→ Task instructions:
• a. Print the section of the forum post on the garbage collector that runs from "OK, but why" up to and including "use those bits?", without changing anything.
• b. Report each line of the rows that contains the string "rough", treating uppercase and lowercase as different.

OK, but why do we need bitmaps/bits if we can just store that info in the TypeInfo?  I mean, gc_allocn is pretty much the same as lifetime's _d_newArrayT.  It uses the bits set in the typeinfo to determine the NO_SCAN flag.  Why can't the GC use those bits?

I'd think that bits are only useful for small blocks where the cost of storing the TypeInfo pointer is greater than 10% overhead.  But if you need to go from block -> typeinfo, this may be a requirement (see questions below).

In addition to these, if the GC is going to handle appending, then it should handle how the length is stored.  This means, we need functions to get and set the length to support append and the capacity/assumeSafeAppend functions.

Note that dmd currently allocates classes via _d_newClass, but allocates individual structs via _d_newArrayT.  This is a major change that needs to be made on the compiler side (it's sort of overdue anyways).

>gc_malloc() will remain as-is because I suspect there will always be a need for

>using D as a "better C."  If this becomes an array of structs the user would be

>responsible for supplying the TypeInfo later (or finalizer or whatever).

Yes, any special handling of the block on delete needs to be handled by the user.  There should be functions to attach handlers for collection on that block.

>gc_qalloc() should be rendered largely useless by the addition of gc_alloc() and
>
>gc_allocn(), since the need for gc_qalloc() was mostly to efficiently do stuff in lifetime.d that would instead be handled by the GC.  Steve, is this
accurate?

→ Records from a dataset:

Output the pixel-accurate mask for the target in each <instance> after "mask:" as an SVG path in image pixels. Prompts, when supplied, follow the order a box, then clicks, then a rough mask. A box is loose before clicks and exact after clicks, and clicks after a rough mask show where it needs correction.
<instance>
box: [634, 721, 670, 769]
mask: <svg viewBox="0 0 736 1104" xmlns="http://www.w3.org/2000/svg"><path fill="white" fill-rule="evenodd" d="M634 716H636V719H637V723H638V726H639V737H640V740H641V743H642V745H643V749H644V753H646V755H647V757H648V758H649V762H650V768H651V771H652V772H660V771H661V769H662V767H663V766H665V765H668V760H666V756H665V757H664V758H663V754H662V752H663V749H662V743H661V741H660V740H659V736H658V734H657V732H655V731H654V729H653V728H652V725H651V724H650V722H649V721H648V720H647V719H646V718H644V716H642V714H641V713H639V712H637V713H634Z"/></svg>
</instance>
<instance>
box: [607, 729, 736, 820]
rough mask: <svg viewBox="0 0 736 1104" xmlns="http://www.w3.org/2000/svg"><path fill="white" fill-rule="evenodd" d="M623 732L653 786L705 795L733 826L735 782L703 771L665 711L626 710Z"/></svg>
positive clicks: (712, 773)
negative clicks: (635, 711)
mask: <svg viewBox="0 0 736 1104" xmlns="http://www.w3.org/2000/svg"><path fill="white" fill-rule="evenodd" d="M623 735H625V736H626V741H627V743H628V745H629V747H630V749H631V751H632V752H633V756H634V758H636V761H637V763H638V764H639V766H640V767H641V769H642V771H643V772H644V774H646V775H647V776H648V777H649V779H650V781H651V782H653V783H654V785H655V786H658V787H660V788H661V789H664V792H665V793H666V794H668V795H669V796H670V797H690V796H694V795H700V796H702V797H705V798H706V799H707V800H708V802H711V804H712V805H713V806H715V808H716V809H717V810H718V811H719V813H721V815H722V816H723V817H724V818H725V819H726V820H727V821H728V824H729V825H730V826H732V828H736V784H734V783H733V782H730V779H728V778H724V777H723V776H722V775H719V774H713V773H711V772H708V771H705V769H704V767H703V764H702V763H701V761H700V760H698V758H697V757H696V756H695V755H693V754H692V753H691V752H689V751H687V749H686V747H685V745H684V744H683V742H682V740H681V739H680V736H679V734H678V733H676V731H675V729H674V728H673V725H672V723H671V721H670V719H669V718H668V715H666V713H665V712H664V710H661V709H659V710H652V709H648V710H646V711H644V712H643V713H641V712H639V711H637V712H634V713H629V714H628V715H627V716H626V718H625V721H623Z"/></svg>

→ Solutions per task:
• a.
OK, but why do we need bitmaps/bits if we can just store that info in the TypeInfo?  I mean, gc_allocn is pretty much the same as lifetime's _d_newArrayT.  It uses the bits set in the typeinfo to determine the NO_SCAN flag.  Why can't the GC use those bits?

• b.
Output the pixel-accurate mask for the target in each <instance> after "mask:" as an SVG path in image pixels. Prompts, when supplied, follow the order a box, then clicks, then a rough mask. A box is loose before clicks and exact after clicks, and clicks after a rough mask show where it needs correction.
rough mask: <svg viewBox="0 0 736 1104" xmlns="http://www.w3.org/2000/svg"><path fill="white" fill-rule="evenodd" d="M623 732L653 786L705 795L733 826L735 782L703 771L665 711L626 710Z"/></svg>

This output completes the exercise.